Stored items |

◆ ◆ ◆ ◆ ◆ ◆ ◆

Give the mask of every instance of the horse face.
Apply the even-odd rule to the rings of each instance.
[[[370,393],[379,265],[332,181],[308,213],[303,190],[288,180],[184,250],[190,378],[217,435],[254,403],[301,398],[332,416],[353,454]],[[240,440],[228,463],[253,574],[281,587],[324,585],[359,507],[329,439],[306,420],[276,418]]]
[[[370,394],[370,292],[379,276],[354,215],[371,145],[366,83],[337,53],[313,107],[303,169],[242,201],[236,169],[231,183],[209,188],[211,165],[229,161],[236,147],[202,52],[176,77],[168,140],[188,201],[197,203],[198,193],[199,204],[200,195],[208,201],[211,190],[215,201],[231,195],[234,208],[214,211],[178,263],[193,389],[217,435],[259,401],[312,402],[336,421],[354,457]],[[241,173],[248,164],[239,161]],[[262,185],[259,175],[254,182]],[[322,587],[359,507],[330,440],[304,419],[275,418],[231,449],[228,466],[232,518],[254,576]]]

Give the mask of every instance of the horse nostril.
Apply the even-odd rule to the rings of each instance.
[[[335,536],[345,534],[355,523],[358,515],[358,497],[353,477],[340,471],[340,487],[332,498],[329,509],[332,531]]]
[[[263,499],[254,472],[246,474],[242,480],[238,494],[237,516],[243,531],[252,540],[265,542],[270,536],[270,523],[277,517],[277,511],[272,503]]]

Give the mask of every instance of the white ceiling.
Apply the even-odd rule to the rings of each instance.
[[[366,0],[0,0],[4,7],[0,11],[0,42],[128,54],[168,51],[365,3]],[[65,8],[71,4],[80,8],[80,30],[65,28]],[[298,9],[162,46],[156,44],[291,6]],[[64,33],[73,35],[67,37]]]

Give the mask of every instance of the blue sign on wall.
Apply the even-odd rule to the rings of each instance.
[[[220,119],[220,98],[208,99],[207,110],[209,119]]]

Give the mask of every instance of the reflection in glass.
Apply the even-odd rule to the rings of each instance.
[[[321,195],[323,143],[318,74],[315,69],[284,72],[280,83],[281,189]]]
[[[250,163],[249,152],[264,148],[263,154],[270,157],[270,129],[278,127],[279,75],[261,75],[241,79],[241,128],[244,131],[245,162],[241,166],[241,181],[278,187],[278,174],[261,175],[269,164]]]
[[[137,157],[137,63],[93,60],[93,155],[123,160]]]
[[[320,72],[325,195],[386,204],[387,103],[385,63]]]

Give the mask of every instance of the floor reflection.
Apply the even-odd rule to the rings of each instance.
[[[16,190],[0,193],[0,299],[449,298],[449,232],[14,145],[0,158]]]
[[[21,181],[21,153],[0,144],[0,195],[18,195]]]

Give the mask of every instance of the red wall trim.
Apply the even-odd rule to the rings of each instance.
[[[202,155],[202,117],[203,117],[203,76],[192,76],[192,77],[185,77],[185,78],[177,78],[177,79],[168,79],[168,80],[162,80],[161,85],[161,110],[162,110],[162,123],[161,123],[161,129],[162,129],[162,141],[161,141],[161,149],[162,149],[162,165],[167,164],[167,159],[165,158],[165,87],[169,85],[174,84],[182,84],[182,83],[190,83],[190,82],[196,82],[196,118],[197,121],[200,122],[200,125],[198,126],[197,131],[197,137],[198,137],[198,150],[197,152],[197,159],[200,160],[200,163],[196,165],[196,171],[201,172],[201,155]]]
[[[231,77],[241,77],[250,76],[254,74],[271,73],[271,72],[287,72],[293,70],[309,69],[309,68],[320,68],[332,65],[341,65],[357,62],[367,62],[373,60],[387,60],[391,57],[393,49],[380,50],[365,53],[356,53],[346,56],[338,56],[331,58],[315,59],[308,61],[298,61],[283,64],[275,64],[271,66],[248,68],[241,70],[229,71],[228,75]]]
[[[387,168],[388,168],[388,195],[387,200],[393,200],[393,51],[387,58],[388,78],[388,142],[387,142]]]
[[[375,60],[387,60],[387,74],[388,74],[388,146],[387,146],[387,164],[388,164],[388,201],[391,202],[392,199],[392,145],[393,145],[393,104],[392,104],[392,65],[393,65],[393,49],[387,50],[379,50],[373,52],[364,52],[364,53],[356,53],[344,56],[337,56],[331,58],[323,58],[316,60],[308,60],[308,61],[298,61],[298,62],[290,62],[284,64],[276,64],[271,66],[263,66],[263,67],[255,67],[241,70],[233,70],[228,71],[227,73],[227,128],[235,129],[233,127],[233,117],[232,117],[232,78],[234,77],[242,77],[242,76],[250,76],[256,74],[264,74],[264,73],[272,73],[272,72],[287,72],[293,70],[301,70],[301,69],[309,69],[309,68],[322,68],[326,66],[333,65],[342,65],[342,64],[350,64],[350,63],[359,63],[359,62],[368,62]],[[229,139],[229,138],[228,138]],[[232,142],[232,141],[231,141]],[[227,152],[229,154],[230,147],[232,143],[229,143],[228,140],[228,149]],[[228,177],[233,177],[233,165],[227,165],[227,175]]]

◆ ◆ ◆ ◆ ◆ ◆ ◆

WHAT IS NEEDED |
Transcribe the data above completely and exactly.

ANSWER AREA |
Give the mask of every instance of the horse face.
Apply the even-odd rule to the rings of each instance.
[[[370,393],[379,265],[332,181],[308,213],[303,190],[288,180],[184,250],[190,378],[217,435],[254,403],[301,398],[332,416],[353,454]],[[240,440],[228,463],[253,574],[281,587],[324,585],[359,507],[329,439],[306,420],[276,418]]]
[[[370,394],[370,292],[379,276],[354,215],[371,145],[366,83],[337,53],[313,107],[303,169],[242,201],[236,169],[231,183],[209,188],[211,165],[229,161],[236,147],[202,52],[176,77],[168,140],[188,201],[197,203],[198,193],[199,204],[200,195],[208,201],[211,190],[215,201],[231,195],[234,208],[214,211],[178,263],[193,389],[217,435],[259,401],[312,402],[336,421],[354,457]],[[241,173],[248,164],[239,161]],[[262,185],[259,175],[254,182]],[[322,587],[359,507],[330,440],[304,419],[275,418],[231,449],[228,466],[232,518],[254,576]]]

Give the mask of every instance of the horse nostril.
Apply the even-odd rule to the rings of each instance.
[[[335,536],[345,534],[355,523],[358,515],[358,497],[353,477],[340,471],[340,487],[332,498],[329,509],[332,531]]]
[[[263,499],[254,472],[246,474],[242,480],[238,494],[237,516],[243,531],[252,540],[265,542],[270,536],[270,523],[277,517],[277,511],[272,503]]]

Give the mask of every instance of the white ceiling.
Apply the even-odd rule to the rings of each instance.
[[[366,0],[0,0],[4,7],[0,11],[0,42],[128,54],[168,51],[365,3]],[[65,8],[71,4],[80,8],[80,30],[65,28]],[[298,9],[162,46],[156,44],[291,6]],[[64,33],[73,35],[67,37]]]

Give the mask of every instance of the blue sign on wall.
Apply the even-odd rule to the rings of each instance.
[[[220,119],[220,98],[208,99],[207,110],[209,119]]]

Give the mask of every instance of the reflection in glass.
Apply the even-odd rule to the rings of each instance.
[[[321,195],[323,143],[318,74],[315,69],[284,72],[280,83],[281,189]]]
[[[250,163],[249,152],[264,148],[263,154],[270,157],[270,129],[278,127],[279,75],[261,75],[241,79],[241,128],[244,131],[245,162],[241,166],[241,181],[278,187],[278,174],[261,175],[269,164]]]
[[[137,157],[137,63],[93,60],[93,155],[123,160]]]
[[[320,72],[325,195],[386,204],[387,103],[385,63]]]

Give the mask of every instance of the floor reflection.
Apply the even-odd rule to the rings of each instance.
[[[16,190],[0,193],[0,299],[449,298],[449,232],[14,145],[0,158]]]
[[[21,181],[21,153],[0,144],[0,195],[18,195]]]

Give the mask of every instance of the red wall trim.
Apply the even-odd rule to the rings of each instance.
[[[202,155],[202,117],[203,117],[203,76],[192,76],[192,77],[185,77],[185,78],[177,78],[177,79],[168,79],[168,80],[162,80],[161,85],[161,110],[162,110],[162,123],[161,123],[161,129],[162,129],[162,141],[161,141],[161,149],[162,149],[162,165],[167,164],[167,159],[165,158],[165,87],[169,85],[174,84],[182,84],[182,83],[190,83],[190,82],[196,82],[196,118],[197,121],[200,122],[200,125],[198,126],[197,131],[197,137],[198,137],[198,150],[197,152],[197,159],[200,160],[200,163],[196,165],[196,171],[201,172],[201,155]]]
[[[231,77],[241,77],[250,76],[254,74],[271,73],[271,72],[287,72],[293,70],[309,69],[309,68],[320,68],[332,65],[341,65],[357,62],[367,62],[373,60],[387,60],[391,57],[393,49],[380,50],[365,53],[356,53],[346,56],[338,56],[331,58],[315,59],[308,61],[298,61],[283,64],[275,64],[271,66],[248,68],[241,70],[229,71],[228,75]]]
[[[387,168],[388,168],[388,195],[387,200],[393,200],[393,51],[387,58],[388,78],[388,142],[387,142]]]
[[[375,60],[387,60],[387,74],[388,74],[388,146],[387,146],[387,164],[388,164],[388,201],[391,202],[392,199],[392,145],[393,145],[393,104],[392,104],[392,65],[393,65],[393,49],[387,50],[379,50],[373,52],[364,52],[364,53],[356,53],[344,56],[337,56],[331,58],[323,58],[316,60],[308,60],[308,61],[298,61],[298,62],[290,62],[284,64],[276,64],[271,66],[263,66],[263,67],[255,67],[241,70],[233,70],[228,71],[227,73],[227,128],[235,129],[233,127],[233,117],[232,117],[232,78],[234,77],[242,77],[242,76],[250,76],[256,74],[264,74],[264,73],[272,73],[272,72],[287,72],[293,70],[301,70],[301,69],[309,69],[309,68],[322,68],[326,66],[333,65],[342,65],[342,64],[350,64],[350,63],[359,63],[359,62],[368,62]],[[229,139],[229,138],[228,138]],[[232,142],[232,141],[231,141]],[[227,152],[229,154],[230,147],[232,143],[229,143],[228,140],[228,149]],[[228,177],[233,177],[233,165],[227,165],[227,175]]]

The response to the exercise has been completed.